Kaynak Metin ::
__________________________________________________

30.03.2017

Huzur İçin Huzura Durma Vakti: ÜÇ AYLAR

Alemleri yaratan, yeryüzünü sayısız ve çeşitli nimetleri ile donatan, insanoğlunu arzın üzerinde halife kılan Allah (cc) ‘ye sonsuz hamd ve senalar, peygamber efendimiz (sav)’e selam olsun. 29 Mart 2017 Çarşamba gününden itibaren Üçaylar’a girmiş, 30 Mart Perşembeyi Cuma'ya bağlayan gece REGAİB Kandilini idrak etmiş olacağız. Ramazan ayının müjdecisi, üç ayların ilk mübarek gecesi, Recep ayının ilk cuma gecesi Regaip gecesidir.

İçerisinde mübarek gün ve gecelerin bizleri karşıladığı, peygamberimiz Hz. Muhammed (sav)’ in dünyayı şereflendirdiği 1446. yıl münasebetiyle Kutlu doğum haftasının da bereketlendirdiği mübarek üç aylar, rahmetin, merhametin, mağfiretin sağanak sağanak  mü’minleri kuşattığı, imanın, ihlasın ve ihsanın doruklara yükseldiği, ihya edenlerin tövbelerinin kabul ve makbul edildiği, başı rahmet, ortası mağfiret sonu ise cehennemden  azat olmak olan,  Ramazanı Şerif’e kavuşulduğu mübarek üç aylara bir kez  daha girmiş bulunmaktayız.

Peygamberimiz (sav)’in  “Merhamet edenlere Allah da merhamet eder. Siz yerdekilere merhamet edin ki göktekiler de size merhamet etsin” (Ebu Davut; Tirmizi) hadis-i şerifinin ılgıt ılgıt bahar rüzgarı misali islam coğrafyasını, dünyanın dört bir yanında bulunan mazlum Müslümanları, rahmet ve mağfiretin kuşatması hiç şüphesiz çok elzemdir.

            İhya edenlerin rahmetle, hata ve yanlışlarından nedamet duyanların merhametle ıslandığı, paylaşmanın ve yardımlaşmanın doruklara yükseldiği bu mübarek aylarda, hepimiz bir iyiliğin ucundan tutmalıyız ki islam’ın güneşi tüm kainatı aydınlatsın.

__________________________________________________

[Nokta işaretleme ve etiketleme girdileri]

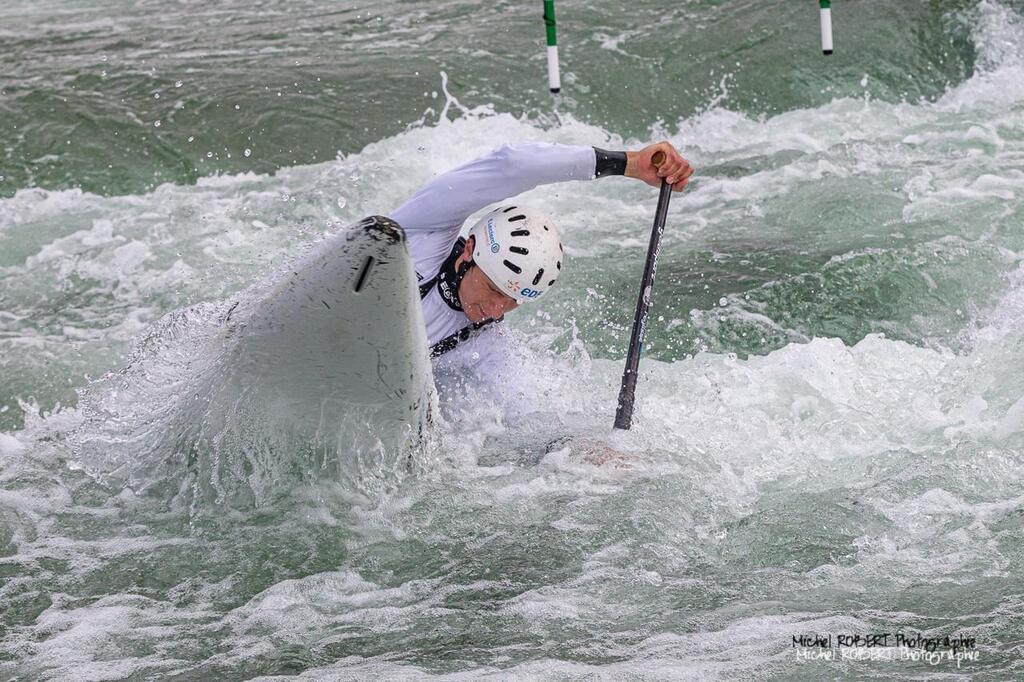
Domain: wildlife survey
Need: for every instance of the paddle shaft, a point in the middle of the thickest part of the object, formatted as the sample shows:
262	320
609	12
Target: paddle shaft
624	415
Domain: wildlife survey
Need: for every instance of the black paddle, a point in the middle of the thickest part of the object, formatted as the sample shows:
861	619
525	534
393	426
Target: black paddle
624	415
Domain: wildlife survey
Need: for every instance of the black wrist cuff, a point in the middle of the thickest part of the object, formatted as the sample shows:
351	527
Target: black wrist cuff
609	163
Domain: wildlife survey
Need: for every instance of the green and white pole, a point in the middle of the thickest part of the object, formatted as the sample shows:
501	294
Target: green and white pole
826	27
554	81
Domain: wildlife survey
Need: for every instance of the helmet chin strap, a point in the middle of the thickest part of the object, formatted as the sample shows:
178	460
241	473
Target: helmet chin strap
450	278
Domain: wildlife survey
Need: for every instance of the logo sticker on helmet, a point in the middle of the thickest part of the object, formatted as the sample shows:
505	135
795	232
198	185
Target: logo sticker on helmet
495	247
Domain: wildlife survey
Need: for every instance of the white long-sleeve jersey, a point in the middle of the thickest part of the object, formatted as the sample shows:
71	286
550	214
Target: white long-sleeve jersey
433	217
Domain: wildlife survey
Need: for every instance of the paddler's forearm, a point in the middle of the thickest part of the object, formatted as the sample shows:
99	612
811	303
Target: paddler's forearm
445	202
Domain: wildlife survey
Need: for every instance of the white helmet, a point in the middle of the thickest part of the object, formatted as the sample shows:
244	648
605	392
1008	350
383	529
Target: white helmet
518	249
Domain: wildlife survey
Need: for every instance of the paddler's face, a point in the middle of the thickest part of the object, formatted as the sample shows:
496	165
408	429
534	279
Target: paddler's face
480	298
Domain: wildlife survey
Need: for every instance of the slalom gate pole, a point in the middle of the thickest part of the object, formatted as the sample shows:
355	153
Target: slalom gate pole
624	414
825	27
554	80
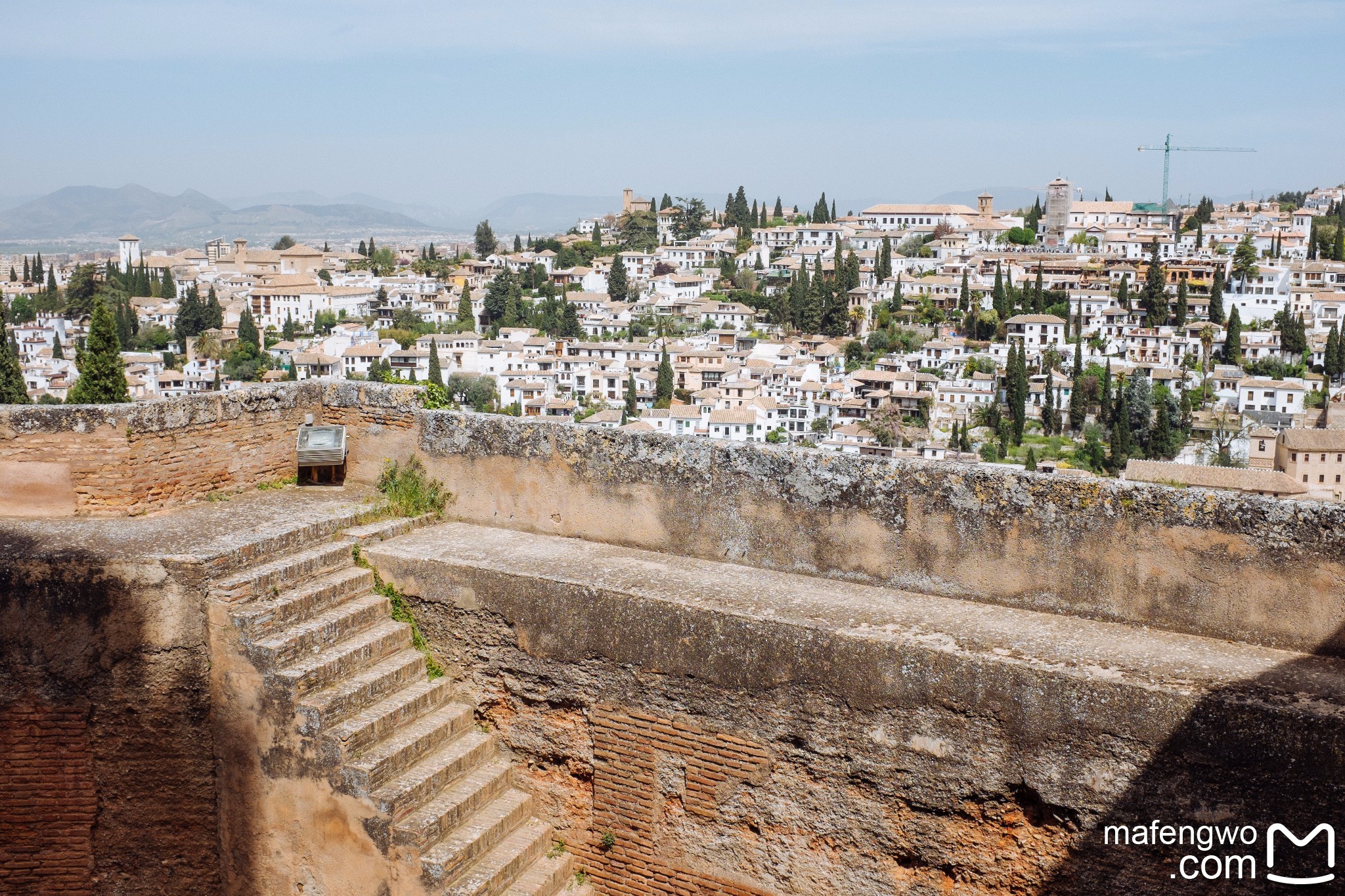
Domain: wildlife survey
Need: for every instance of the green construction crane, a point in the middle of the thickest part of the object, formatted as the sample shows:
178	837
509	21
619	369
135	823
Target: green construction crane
1168	150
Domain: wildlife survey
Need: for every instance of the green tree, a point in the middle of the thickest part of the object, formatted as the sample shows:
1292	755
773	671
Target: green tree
485	240
1078	409
632	408
102	378
1000	299
464	307
690	218
1245	263
618	285
1155	295
213	314
1121	441
663	385
436	373
81	289
1234	339
1216	296
190	320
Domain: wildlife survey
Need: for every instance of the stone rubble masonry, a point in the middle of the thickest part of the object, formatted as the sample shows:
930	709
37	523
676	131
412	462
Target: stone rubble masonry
47	798
751	731
1215	563
120	459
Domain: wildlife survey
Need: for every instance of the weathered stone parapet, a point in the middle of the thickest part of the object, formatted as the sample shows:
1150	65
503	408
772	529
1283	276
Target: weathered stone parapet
748	731
1218	563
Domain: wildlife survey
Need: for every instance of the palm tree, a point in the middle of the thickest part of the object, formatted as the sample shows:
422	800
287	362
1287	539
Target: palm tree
208	345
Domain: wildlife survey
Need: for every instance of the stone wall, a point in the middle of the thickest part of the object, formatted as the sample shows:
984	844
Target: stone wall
735	731
106	761
119	459
1206	562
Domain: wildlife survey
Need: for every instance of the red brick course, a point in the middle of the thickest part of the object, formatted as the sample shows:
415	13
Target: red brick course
47	800
627	744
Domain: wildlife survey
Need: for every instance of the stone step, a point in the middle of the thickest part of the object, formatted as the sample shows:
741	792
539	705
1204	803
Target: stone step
370	770
330	626
489	849
347	657
545	878
301	602
324	708
463	797
423	781
283	572
372	725
385	530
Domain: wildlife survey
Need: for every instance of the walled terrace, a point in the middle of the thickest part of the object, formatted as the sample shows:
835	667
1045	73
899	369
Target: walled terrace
703	668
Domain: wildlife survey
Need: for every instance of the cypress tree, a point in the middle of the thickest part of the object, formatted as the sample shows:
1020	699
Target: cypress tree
618	285
213	314
1216	296
1121	441
1155	293
1078	412
436	373
1105	405
632	406
663	386
101	377
464	307
1234	339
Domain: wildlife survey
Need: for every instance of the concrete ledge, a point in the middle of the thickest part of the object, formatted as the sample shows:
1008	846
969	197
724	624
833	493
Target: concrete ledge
1201	562
1064	696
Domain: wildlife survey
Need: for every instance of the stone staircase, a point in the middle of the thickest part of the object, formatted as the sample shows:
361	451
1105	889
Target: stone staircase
444	793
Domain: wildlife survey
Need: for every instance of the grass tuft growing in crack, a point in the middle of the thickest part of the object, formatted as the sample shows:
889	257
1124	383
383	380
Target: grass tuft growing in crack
401	613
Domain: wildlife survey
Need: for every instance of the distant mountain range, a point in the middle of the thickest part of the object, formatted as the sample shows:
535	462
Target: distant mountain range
79	217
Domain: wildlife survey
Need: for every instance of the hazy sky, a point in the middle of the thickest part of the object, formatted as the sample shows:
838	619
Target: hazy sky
459	104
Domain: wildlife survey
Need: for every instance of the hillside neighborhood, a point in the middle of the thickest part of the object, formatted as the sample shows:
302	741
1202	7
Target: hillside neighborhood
1191	345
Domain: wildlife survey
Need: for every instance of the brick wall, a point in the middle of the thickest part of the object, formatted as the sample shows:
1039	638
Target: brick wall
120	459
649	774
47	800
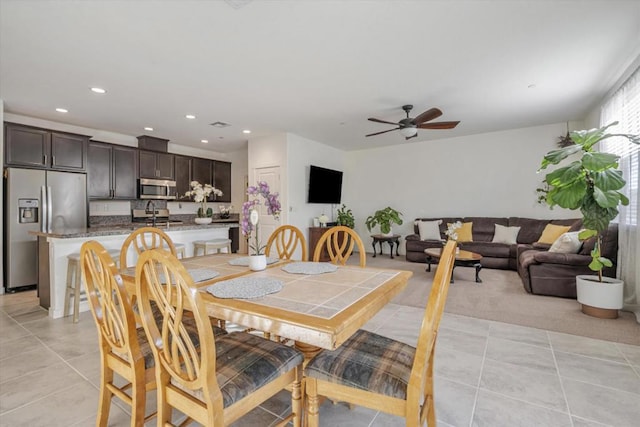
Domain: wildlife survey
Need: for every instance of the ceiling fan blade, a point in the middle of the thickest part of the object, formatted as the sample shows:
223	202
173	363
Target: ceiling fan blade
384	131
430	114
438	125
382	121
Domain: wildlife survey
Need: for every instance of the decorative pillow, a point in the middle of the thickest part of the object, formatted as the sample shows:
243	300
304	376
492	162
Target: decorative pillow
507	235
464	232
429	230
552	232
568	243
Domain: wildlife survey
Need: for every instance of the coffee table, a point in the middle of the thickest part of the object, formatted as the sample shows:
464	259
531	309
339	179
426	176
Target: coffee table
463	258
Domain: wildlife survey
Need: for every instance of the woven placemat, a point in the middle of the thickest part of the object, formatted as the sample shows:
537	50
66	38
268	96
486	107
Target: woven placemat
244	261
245	287
197	274
310	267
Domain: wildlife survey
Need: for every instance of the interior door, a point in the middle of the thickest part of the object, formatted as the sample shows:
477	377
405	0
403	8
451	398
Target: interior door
268	223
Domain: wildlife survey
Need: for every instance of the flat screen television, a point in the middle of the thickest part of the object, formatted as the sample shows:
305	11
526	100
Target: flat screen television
325	185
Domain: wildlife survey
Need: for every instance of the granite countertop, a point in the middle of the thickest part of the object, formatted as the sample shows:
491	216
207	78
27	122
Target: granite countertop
116	229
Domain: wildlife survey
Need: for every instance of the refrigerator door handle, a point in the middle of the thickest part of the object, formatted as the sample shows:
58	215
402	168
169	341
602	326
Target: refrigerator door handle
49	210
43	209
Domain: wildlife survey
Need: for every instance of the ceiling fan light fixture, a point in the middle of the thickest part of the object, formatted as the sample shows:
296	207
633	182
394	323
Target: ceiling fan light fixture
409	131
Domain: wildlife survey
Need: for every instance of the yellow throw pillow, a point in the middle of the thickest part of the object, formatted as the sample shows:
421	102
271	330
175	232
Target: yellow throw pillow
552	232
464	232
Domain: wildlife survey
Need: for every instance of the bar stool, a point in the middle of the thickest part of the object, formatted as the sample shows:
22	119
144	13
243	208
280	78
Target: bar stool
206	245
74	285
180	249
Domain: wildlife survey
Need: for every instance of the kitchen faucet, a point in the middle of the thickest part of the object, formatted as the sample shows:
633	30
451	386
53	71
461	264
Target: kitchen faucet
153	206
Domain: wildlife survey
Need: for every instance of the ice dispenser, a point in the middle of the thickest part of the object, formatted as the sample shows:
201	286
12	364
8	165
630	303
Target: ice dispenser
28	210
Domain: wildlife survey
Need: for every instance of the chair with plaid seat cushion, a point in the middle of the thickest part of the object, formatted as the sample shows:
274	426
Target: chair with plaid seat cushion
339	242
225	378
381	373
287	239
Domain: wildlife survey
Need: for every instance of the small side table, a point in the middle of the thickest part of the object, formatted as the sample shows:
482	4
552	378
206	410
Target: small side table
379	238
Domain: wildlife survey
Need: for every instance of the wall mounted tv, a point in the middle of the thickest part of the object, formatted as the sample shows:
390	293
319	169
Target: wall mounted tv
325	185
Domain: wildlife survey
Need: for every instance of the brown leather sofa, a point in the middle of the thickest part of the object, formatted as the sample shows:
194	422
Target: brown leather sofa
542	272
551	273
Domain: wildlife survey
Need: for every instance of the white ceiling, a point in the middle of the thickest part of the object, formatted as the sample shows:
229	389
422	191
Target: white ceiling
318	69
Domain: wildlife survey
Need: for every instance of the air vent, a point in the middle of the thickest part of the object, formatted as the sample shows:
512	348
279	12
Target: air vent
220	124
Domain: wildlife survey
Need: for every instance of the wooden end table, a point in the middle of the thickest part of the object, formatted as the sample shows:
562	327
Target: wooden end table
380	238
463	258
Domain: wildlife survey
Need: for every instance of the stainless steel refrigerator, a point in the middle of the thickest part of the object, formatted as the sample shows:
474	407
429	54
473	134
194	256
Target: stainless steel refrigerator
37	200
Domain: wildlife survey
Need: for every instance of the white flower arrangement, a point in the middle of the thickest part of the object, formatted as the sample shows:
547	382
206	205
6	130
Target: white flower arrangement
451	230
200	193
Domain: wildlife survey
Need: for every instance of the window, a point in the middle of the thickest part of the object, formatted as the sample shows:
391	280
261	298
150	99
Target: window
624	107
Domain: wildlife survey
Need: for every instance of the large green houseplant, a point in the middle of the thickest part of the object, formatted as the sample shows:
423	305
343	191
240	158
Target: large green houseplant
384	217
591	182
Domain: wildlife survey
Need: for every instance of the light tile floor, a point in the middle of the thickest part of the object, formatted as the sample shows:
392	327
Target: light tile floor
487	374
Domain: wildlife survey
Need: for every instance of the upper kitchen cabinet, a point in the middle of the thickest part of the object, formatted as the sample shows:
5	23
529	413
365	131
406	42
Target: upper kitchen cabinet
183	174
112	171
44	149
222	180
156	165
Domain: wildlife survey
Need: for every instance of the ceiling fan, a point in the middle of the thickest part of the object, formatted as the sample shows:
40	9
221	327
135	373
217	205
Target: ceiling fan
409	126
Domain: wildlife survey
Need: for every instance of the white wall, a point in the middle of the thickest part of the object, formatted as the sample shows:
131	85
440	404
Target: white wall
492	174
2	198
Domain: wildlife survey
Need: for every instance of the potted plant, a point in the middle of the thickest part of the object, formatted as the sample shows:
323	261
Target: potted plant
345	217
592	183
384	217
200	193
250	218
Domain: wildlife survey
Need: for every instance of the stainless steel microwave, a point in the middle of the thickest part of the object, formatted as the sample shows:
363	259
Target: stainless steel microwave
163	189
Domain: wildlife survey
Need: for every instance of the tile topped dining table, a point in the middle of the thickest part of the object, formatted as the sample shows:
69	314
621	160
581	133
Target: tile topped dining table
318	311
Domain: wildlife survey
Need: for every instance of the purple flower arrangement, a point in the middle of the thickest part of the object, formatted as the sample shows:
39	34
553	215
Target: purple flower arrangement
249	223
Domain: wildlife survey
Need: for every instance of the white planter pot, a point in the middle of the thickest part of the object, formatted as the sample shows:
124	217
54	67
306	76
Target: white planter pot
607	295
257	262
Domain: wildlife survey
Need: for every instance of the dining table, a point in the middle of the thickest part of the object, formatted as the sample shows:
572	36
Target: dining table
317	311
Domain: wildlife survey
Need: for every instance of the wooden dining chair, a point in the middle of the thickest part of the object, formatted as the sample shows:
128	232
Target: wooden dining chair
339	243
146	238
383	374
124	349
213	382
143	239
286	239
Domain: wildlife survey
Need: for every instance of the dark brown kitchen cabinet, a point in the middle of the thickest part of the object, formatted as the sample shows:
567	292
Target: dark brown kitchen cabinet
156	165
222	180
44	149
183	174
112	171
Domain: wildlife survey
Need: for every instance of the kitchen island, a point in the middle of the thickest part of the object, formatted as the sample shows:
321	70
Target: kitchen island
54	247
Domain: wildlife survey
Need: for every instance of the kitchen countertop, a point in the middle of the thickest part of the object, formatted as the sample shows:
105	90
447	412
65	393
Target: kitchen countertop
113	230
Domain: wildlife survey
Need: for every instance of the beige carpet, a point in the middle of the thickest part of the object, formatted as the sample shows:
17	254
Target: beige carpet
501	297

__________________________________________________

Yazılı Görev 1 ::
Listede "distant" dizgesini içeren satırların tümünü sıralayın.
Yazılı Görev 2 ::
Üç Aylar metnini kaldığı yerden sürdürün.
Üç Aylar metni ile liste birbirinden bağımsızdır.

Çıktı 1 ::
Need: for every instance of the distant mountain range, a point in the middle of the thickest part of the object, formatted as the sample shows:
Target: distant mountain range

Çıktı 2 ::
Allah (cc) Kur’an-ı kerimde; İyilik, yüzlerinizi doğu ve batı taraflarına çevirmeniz(den ibaret) değildir. Asıl iyilik, Allah’a, ahiret gününe, meleklere, kitap ve peygamberlere iman edenlerin; mala olan sevgilerine rağmen, onu yakınlara, yetimlere, yoksullara, yolda kalmışa, (ihtiyacından dolayı) isteyene ve (özgürlükleri için) kölelere verenlerin; namazı dosdoğru kılan, zekâtı veren, antlaşma yaptıklarında sözlerini yerine getirenlerin ve zorda, hastalıkta ve savaşın kızıştığı zamanlarda (direnip) sabredenlerin tutum ve davranışlarıdır. İşte bunlar, doğru olanlardır. İşte bunlar, Allah’a karşı gelmekten sakınanların ta kendileridir.” buyuruyor

Ekmeğin kıymetini aç olan, suyun kıymetini susuz kalan bilir. Henüz daha ramazan orucu ile vücutlarımızı perhize çekmeden evvel ihlas ve ihsanla nefislerimizi terbiye etmenin yollarına sarılmalıyız. Bu kutlu anlar, su gibi hayat kaynağı olan bir nimetten mahrum bırakılmış  beldelere su kuyuları, aşsız ve ekmeksiz kalmış şehirlere  aş, ekmek,  fakir fukaranın suffası, garip gurabanın sofrası, yurtlarından çıkarılmış masumların umudu olabilsin.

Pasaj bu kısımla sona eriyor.